Task statement »
Reproduce the records below exactly, but only between the lines holding "Target: shirt collar" and "Target: tall tree", inclusive.

Saved entries »
▼▼▼

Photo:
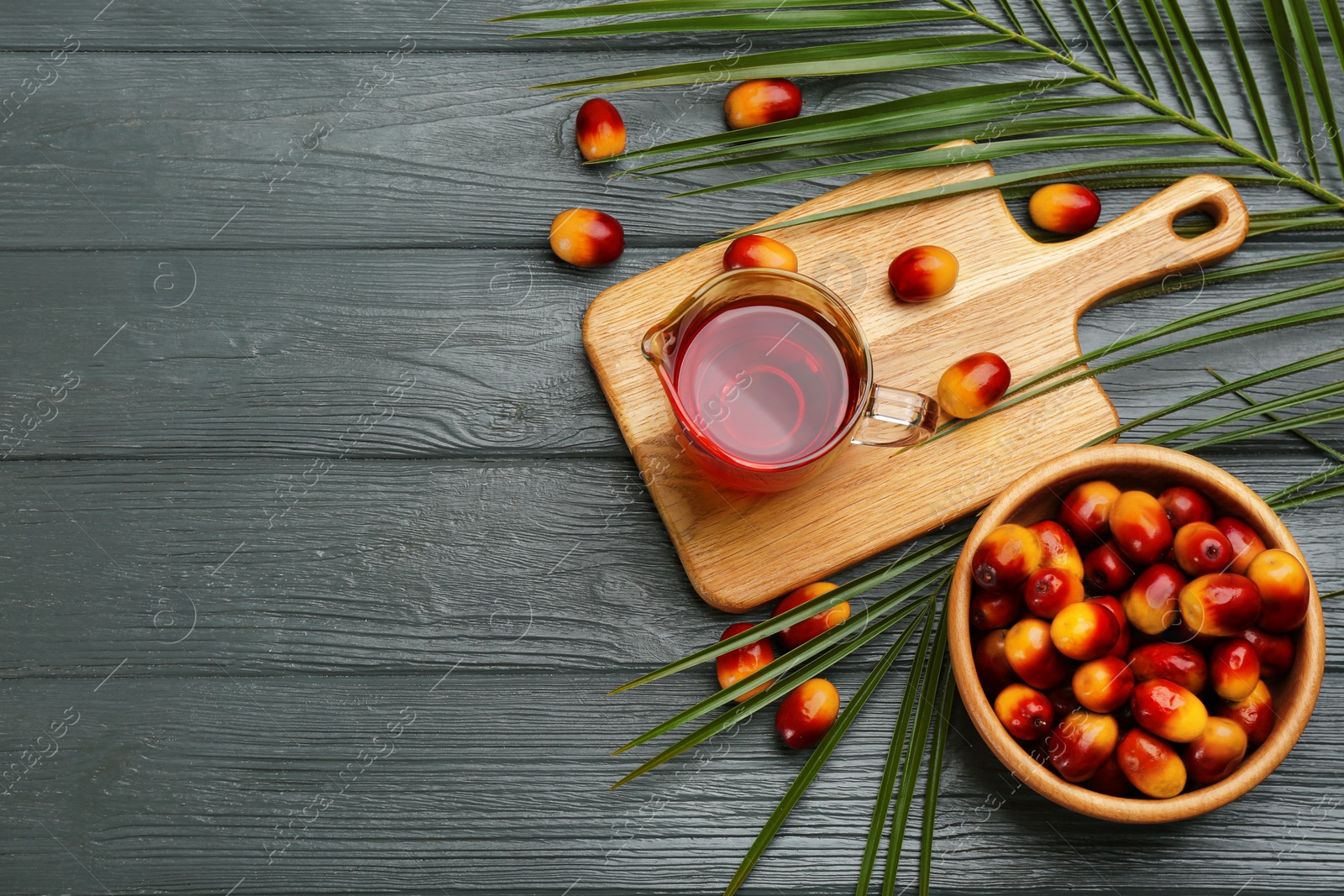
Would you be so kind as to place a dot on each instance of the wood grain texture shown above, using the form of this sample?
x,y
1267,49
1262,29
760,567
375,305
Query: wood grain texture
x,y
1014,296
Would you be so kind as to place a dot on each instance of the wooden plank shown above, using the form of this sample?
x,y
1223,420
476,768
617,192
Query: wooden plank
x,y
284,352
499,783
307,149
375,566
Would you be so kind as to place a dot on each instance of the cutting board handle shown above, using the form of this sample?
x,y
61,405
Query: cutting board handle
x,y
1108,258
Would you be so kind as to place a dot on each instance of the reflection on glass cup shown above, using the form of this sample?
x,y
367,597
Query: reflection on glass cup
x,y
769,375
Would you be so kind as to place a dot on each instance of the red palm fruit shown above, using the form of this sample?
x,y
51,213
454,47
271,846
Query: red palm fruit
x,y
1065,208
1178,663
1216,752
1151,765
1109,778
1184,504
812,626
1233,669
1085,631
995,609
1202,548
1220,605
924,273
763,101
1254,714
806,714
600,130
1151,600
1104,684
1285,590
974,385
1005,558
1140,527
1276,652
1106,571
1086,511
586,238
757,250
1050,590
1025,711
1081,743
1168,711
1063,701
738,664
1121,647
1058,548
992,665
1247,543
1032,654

▲▲▲
▼▼▼

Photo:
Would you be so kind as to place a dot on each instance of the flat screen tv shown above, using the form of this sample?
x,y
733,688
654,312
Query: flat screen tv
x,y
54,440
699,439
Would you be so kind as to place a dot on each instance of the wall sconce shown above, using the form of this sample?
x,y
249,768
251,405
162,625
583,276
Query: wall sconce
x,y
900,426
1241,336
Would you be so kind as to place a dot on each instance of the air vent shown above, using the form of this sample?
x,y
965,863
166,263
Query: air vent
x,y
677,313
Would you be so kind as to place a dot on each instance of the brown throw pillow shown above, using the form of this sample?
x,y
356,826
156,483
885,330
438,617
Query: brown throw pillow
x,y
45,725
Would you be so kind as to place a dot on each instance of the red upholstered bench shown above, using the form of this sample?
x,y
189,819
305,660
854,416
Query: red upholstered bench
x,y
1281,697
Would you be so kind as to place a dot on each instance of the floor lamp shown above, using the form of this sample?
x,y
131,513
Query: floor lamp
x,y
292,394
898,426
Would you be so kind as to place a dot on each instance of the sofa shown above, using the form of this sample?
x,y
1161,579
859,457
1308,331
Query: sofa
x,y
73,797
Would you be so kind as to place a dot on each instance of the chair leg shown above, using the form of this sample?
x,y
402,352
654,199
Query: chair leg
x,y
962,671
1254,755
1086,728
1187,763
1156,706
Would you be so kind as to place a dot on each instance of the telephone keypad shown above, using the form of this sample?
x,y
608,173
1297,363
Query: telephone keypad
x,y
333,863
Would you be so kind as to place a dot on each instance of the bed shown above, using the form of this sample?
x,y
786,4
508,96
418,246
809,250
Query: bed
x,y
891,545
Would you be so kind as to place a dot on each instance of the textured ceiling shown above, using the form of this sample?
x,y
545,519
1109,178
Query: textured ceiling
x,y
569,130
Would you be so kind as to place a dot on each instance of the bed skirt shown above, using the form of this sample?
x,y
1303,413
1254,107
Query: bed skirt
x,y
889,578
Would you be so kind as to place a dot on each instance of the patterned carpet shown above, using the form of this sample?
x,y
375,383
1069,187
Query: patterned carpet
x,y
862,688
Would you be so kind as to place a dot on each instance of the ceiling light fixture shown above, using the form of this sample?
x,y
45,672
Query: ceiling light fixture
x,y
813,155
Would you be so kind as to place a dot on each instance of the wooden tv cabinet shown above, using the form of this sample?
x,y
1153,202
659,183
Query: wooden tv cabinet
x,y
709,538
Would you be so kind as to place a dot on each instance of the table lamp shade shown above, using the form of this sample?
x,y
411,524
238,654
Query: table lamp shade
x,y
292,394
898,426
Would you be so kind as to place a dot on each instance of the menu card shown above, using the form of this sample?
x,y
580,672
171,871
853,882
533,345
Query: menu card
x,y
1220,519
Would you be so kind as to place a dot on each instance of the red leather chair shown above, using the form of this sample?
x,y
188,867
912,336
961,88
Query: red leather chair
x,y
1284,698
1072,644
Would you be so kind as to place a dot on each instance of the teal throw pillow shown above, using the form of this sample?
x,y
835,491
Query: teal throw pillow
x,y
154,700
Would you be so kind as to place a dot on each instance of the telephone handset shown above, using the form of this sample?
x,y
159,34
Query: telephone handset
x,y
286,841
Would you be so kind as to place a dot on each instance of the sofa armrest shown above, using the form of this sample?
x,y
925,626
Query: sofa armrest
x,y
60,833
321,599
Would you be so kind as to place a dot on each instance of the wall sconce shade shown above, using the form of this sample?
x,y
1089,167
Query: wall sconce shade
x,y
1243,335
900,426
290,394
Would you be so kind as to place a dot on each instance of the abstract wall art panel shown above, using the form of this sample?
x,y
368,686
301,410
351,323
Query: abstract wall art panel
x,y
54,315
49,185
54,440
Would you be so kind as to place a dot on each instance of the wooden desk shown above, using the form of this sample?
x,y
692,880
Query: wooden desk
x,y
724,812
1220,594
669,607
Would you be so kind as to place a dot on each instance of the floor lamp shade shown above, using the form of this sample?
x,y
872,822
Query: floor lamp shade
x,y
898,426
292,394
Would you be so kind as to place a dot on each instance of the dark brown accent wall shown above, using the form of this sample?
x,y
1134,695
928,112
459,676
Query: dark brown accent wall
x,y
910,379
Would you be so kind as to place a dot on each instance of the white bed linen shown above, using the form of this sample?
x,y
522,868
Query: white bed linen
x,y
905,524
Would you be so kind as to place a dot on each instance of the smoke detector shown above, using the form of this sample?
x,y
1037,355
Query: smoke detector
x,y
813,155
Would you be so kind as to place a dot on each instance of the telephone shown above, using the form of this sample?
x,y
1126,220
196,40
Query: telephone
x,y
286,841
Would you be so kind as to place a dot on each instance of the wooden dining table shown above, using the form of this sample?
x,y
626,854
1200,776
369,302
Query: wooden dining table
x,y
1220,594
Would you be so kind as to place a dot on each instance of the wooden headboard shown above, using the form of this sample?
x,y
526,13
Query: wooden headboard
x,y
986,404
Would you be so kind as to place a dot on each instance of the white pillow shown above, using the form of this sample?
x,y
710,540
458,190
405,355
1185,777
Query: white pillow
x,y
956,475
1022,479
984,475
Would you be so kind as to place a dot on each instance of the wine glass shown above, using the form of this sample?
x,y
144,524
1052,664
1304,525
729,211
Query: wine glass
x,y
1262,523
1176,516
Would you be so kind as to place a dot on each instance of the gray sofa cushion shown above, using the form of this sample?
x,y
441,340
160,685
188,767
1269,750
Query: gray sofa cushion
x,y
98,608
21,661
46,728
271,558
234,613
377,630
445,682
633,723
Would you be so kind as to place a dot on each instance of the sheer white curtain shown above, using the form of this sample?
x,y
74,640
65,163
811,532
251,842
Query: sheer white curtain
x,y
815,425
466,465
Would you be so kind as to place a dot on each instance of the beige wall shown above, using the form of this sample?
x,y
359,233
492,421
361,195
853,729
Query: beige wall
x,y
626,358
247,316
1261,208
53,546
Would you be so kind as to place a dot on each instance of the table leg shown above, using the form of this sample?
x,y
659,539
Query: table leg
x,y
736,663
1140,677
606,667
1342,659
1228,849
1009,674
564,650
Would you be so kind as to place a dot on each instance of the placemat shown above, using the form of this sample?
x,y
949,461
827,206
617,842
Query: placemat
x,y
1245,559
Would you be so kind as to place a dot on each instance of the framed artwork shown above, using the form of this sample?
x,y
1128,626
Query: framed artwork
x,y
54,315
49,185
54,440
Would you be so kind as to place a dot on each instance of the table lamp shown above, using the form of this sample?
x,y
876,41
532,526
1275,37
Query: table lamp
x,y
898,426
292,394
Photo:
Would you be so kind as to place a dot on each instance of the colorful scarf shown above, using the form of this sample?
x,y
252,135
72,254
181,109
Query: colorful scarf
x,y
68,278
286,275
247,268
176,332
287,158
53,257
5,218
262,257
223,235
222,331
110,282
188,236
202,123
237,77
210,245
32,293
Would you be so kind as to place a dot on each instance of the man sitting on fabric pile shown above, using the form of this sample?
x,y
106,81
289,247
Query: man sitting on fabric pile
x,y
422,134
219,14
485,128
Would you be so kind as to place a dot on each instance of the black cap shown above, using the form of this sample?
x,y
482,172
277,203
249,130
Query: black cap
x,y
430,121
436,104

▲▲▲
▼▼▼

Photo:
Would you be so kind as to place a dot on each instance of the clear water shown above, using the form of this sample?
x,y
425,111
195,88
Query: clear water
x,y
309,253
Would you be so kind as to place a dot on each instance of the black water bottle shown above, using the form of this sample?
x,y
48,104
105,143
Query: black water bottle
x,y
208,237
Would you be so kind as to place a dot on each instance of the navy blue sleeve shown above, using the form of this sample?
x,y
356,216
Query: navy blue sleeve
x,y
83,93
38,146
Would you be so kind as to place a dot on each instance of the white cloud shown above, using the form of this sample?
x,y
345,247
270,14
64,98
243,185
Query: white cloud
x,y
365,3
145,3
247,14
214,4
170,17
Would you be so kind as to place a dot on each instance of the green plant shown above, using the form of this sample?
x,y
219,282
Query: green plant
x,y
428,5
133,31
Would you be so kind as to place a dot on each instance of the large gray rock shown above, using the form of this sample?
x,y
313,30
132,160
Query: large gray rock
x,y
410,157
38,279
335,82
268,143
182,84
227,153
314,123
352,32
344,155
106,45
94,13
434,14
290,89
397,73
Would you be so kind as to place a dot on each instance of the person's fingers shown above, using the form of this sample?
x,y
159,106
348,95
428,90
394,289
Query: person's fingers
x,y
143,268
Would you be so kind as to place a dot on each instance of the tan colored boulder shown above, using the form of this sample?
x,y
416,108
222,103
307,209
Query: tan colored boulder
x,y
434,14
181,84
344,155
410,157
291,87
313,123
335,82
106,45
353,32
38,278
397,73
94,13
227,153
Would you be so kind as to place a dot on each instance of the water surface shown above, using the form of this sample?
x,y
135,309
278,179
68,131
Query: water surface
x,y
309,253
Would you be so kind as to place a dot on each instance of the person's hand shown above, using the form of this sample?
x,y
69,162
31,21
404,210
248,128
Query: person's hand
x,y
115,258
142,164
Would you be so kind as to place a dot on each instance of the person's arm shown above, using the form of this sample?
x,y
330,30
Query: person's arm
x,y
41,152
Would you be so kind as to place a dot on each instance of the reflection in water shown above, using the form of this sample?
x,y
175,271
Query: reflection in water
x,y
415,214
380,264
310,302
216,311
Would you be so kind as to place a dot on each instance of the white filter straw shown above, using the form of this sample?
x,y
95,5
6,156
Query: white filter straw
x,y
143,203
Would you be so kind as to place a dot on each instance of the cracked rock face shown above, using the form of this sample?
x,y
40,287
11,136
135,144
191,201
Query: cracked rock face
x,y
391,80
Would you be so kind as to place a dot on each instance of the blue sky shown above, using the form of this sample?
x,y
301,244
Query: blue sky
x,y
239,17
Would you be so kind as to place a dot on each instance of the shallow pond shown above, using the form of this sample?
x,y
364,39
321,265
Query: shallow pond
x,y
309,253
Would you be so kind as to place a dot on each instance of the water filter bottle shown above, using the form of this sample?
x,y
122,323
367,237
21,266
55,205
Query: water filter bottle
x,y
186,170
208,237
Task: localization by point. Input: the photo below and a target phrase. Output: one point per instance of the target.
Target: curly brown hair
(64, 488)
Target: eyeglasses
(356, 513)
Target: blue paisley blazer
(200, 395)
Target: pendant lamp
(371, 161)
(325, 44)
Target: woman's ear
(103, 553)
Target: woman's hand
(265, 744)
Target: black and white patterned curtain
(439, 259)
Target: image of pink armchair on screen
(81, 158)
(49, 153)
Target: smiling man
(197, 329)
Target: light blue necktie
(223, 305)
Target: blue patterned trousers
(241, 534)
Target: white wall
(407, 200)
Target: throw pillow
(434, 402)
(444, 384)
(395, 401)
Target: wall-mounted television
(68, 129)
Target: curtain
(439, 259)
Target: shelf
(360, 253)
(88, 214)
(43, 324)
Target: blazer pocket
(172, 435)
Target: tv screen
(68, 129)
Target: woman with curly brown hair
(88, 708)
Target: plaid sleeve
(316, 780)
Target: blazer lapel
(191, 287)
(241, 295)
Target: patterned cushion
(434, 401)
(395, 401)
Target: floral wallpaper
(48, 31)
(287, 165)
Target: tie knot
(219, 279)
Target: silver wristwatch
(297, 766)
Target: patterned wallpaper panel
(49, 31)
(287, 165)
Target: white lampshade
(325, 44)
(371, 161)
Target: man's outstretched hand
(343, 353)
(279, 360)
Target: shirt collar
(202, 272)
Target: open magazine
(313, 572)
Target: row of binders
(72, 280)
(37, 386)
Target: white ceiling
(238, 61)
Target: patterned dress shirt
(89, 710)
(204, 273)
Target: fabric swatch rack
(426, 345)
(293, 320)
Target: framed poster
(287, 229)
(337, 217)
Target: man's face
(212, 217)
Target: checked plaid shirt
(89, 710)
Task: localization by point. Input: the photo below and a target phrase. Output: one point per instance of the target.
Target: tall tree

▲▲▲

Written answer »
Target: shirt collar
(202, 272)
Target: open magazine
(313, 572)
Target: row of binders
(72, 280)
(37, 386)
Target: white ceiling
(238, 61)
Target: patterned dress shirt
(89, 710)
(204, 273)
Target: fabric swatch rack
(426, 345)
(293, 320)
Target: framed poster
(287, 229)
(337, 217)
Target: man's face
(212, 217)
Target: checked plaid shirt
(89, 710)
Task: localization by point. Input: the photo below and a target phrase. Output: one point per instance of the target.
Target: tall tree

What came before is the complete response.